Omit the pictures and return every entry exactly as written.

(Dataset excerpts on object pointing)
· · · ·

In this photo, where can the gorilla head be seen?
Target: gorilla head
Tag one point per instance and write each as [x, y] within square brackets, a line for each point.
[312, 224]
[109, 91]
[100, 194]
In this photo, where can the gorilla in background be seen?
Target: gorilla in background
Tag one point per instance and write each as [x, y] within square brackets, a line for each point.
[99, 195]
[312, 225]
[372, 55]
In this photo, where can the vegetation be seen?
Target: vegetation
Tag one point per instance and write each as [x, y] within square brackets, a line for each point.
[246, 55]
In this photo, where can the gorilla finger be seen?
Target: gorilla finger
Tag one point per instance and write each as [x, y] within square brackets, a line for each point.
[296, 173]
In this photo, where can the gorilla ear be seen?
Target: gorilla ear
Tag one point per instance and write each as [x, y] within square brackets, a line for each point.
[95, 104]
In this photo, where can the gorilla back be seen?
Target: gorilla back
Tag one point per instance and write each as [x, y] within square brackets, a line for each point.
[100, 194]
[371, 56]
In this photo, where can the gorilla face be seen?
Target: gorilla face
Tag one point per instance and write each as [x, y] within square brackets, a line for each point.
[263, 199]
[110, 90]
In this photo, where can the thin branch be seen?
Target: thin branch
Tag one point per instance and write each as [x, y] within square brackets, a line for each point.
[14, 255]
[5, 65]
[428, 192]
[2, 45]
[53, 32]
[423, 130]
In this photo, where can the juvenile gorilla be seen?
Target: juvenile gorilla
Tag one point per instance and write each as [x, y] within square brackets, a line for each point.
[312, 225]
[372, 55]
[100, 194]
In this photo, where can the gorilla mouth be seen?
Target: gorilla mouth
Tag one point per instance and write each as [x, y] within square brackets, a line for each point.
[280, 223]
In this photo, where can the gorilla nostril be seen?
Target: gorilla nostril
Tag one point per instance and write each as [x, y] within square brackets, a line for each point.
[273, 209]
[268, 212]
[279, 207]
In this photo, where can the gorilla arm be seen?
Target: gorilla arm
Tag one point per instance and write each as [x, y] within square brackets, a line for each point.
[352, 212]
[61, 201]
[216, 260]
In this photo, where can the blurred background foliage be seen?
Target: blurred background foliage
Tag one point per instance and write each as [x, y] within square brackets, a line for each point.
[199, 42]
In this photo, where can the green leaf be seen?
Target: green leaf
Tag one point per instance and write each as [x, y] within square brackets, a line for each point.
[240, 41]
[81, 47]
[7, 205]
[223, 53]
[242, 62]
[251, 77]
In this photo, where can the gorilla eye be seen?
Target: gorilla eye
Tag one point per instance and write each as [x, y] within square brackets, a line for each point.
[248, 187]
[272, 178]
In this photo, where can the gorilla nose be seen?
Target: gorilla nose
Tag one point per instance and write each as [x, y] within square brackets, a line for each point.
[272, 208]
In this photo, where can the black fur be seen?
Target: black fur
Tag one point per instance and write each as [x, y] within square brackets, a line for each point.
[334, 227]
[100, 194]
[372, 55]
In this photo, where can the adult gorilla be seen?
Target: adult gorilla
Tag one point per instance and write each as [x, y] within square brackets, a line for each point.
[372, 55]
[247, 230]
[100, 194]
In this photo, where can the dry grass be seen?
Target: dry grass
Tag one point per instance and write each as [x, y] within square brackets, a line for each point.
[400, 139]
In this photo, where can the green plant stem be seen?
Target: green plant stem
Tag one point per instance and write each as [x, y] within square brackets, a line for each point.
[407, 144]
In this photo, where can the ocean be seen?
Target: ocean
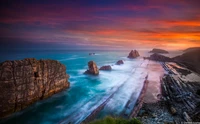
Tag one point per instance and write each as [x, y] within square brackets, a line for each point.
[86, 92]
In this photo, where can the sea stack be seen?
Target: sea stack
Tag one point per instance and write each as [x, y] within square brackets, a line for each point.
[133, 54]
[158, 51]
[106, 67]
[24, 82]
[92, 68]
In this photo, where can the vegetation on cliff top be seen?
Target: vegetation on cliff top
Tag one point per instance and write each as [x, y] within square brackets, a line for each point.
[112, 120]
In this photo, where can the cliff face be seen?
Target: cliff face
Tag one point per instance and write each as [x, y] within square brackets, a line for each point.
[133, 54]
[24, 82]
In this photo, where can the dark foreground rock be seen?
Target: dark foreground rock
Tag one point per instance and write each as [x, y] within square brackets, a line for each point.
[93, 69]
[24, 82]
[119, 62]
[158, 51]
[106, 67]
[133, 54]
[190, 59]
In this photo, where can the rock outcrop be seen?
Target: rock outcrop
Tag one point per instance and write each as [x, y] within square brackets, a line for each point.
[93, 69]
[158, 57]
[24, 82]
[190, 59]
[133, 54]
[106, 67]
[119, 62]
[159, 51]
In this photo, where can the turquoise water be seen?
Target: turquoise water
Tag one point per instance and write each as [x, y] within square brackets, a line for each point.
[86, 92]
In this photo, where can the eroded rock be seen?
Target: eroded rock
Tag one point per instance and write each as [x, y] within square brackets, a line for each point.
[106, 67]
[24, 82]
[92, 68]
[133, 54]
[119, 62]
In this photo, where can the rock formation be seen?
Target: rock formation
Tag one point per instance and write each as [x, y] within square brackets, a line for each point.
[158, 51]
[119, 62]
[93, 69]
[133, 54]
[191, 59]
[24, 82]
[158, 57]
[91, 54]
[106, 67]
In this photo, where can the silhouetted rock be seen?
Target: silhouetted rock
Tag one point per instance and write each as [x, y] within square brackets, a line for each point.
[93, 69]
[106, 67]
[191, 49]
[158, 51]
[91, 54]
[120, 62]
[133, 54]
[158, 57]
[24, 82]
[191, 59]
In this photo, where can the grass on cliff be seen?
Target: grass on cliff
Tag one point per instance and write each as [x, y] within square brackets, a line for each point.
[111, 120]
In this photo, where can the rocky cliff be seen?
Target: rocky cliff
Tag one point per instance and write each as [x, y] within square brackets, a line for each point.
[158, 51]
[92, 68]
[24, 82]
[158, 57]
[133, 54]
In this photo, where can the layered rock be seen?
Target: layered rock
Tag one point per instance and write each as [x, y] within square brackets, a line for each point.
[158, 51]
[133, 54]
[190, 59]
[24, 82]
[92, 68]
[158, 57]
[119, 62]
[106, 67]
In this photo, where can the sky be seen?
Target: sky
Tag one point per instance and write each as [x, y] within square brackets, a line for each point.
[99, 24]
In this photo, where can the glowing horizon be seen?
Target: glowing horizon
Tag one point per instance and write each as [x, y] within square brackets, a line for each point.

· · · ·

Solution to the exercise |
In this photo, where can the gorilla head be seen?
Target: gorilla head
Tag one point per instance and write each as [x, y] within square brackets, a line for each point.
[312, 224]
[109, 91]
[100, 194]
In this photo, where can the gorilla in background be seen?
Target: gorilla in background
Tag one point per instance and write each as [x, y] within square brackets, a line for each point.
[99, 195]
[312, 225]
[372, 55]
In this photo, where can the vegetation be seen?
Target: vegetation
Tag one point per instance and write each as [x, y] within square brackets, a line for each point.
[246, 55]
In this photo, where can the gorilla finger be seen?
Target: gorilla finger
Tag one point per instance and write each as [x, y] within square brackets, a line for each point.
[296, 173]
In this photo, where can the gorilla ear be seen?
Target: gorilla ear
Tag one point per instance and write each as [x, y] within square brackets, a line for each point.
[95, 104]
In this photo, where can the gorilla back be seen?
Target: gorilla back
Tag one point per instance and write each as [x, y] within square brackets, a line for each point.
[100, 194]
[371, 56]
In this photo, where can the gorilla face be seen?
Target: gorilla face
Tag one point per instance and write each as [x, y] within square brackets, a line for each point.
[263, 199]
[110, 90]
In this photo, where can the thin branch be seen?
Target: thin branch
Tag one point per instance and write each as [x, y] within square brackets, a line for each point.
[14, 255]
[5, 65]
[428, 192]
[2, 45]
[53, 32]
[423, 130]
In this photo, where can the juvenile gorilla be seen?
Target: juvenile gorilla
Tag one point per instance and write each as [x, y] within square brackets, a line for each point.
[312, 225]
[372, 55]
[100, 194]
In this photo, where can the gorilla mouth be seen?
Target: gorilla mouth
Tag one point per instance and write each as [x, y] within square brackets, a line for each point.
[280, 223]
In this photo, where can the gorilla nostril be seen?
Target: gorilla nostril
Tag one point per instance and write each as [x, y] within square brackets, a line for each point.
[273, 209]
[268, 212]
[279, 207]
In this photo, where can the gorilla arm be seen?
Target: gorilla arm
Tag one point per instance and write each as [x, y] within square brackets, a line for each point.
[352, 212]
[61, 201]
[216, 260]
In this photo, where can the blurred background foliage be seen?
Target: blurred background foliage
Tag one point per instance and write each as [x, y] within square brackets, a line for each point.
[199, 42]
In this photo, where can the green leaf be seen?
Target: green leaf
Tag one point per instance and write each as [x, y] within square brackets, a line for each point.
[240, 41]
[81, 47]
[7, 205]
[223, 53]
[242, 62]
[251, 77]
In this photo, where can the gorilla eye be seen?
Target: gorilla eye
Tag one point per instance and write each as [x, y] within square brackets, a line for each point.
[248, 187]
[272, 178]
In this photo, where can the gorilla nose be seen?
Target: gorilla nose
Tag one point per instance and write each as [x, y] within square brackets, a line for each point.
[272, 208]
In this photo, where can the black fur be seen?
Target: black fur
Tag one point per instance and write each as [x, y] within square brackets, a line for each point.
[334, 227]
[100, 194]
[372, 55]
In this photo, where can the adult gorilla be seen?
Target: adult gorilla
Tag one point per instance and write each as [x, y] within square brackets, a line for each point.
[372, 55]
[247, 230]
[100, 194]
In this photo, where can the dry grass be seen?
Target: dry grass
Tag one point per instance and write each as [x, y] within square brackets, a line for each point.
[400, 139]
In this photo, where can the green plant stem be seen?
Target: green plant stem
Tag one point per instance and write each as [x, y] within square brackets, a line for each point.
[407, 144]
In this photo, where can the ocean be seen?
Target: ocean
Tag one point per instance and write each as [x, y] within square brackets, a line for each point.
[86, 92]
In this photo, where can the sea stack be seen?
Target: sea stack
Tag one point per instance and write each as [x, y] within square brackets, a line for each point.
[133, 54]
[158, 51]
[106, 67]
[24, 82]
[92, 68]
In this photo, where can the vegetation on cliff top be seen?
Target: vegetation on cliff top
Tag one point per instance and write each as [x, y] within square brackets, a line for each point.
[112, 120]
In this photo, where can the cliff face be seen?
Target: cliff face
Tag one point per instance and write each as [x, y] within square brackets, a line for each point.
[133, 54]
[24, 82]
In this photo, where can the dark foreground rock be seen?
Target: dark foreground rock
Tag one point per instance and write each as [x, y] within square brackets, a line for each point.
[93, 69]
[24, 82]
[119, 62]
[158, 51]
[106, 67]
[133, 54]
[190, 59]
In this photo, where can the rock outcrop be seen?
Target: rock outcrop
Tag one point per instance and write each as [x, y] within square brackets, a line for each point.
[93, 69]
[158, 57]
[24, 82]
[190, 59]
[133, 54]
[106, 67]
[119, 62]
[159, 51]
In this photo, where can the turquoise water be seen?
Target: turquoise water
Tag one point per instance and write each as [x, y] within square brackets, a line for each point.
[86, 92]
In this photo, where can the eroded rock be seen?
Target: eroded rock
Tag one point per instance and write each as [x, y] within square brackets, a line for each point.
[106, 67]
[24, 82]
[92, 68]
[133, 54]
[119, 62]
In this photo, where can the rock formation be seen?
Target: rock formation
Tag one point per instance and write each as [x, y] within square brackets, a line for each point.
[158, 51]
[119, 62]
[93, 69]
[133, 54]
[191, 59]
[24, 82]
[158, 57]
[91, 54]
[106, 67]
In this photo, where can the silhouetted rock be seen?
Target: silhouetted rock
Tag one point per instance and write each as [x, y] within square brackets, a line for each point.
[93, 69]
[106, 67]
[191, 49]
[158, 51]
[91, 54]
[120, 62]
[133, 54]
[158, 57]
[24, 82]
[191, 59]
In this photo, where can the grass on cliff be seen?
Target: grass on cliff
Tag one point per instance and write each as [x, y] within square brackets, a line for each point.
[111, 120]
In this photo, where can the rocky cliff be seen?
Target: rocky cliff
Tag one point per instance and write each as [x, y] within square brackets, a line for each point.
[158, 51]
[92, 68]
[24, 82]
[158, 57]
[133, 54]
In this photo, where can the layered rock be seen?
Target: layered rock
Tag one point per instance and write each as [x, y] within square brackets, a line for each point.
[158, 51]
[133, 54]
[190, 59]
[24, 82]
[92, 68]
[158, 57]
[119, 62]
[106, 67]
In this photo, where can the sky be seen?
Target: sky
Tag one point per instance and write each as [x, y] within square brackets, a line for each point.
[99, 24]
In this photo, where can the glowing horizon be seen?
Target: glowing horizon
Tag one point per instance and write each as [x, y] within square brackets, a line for each point.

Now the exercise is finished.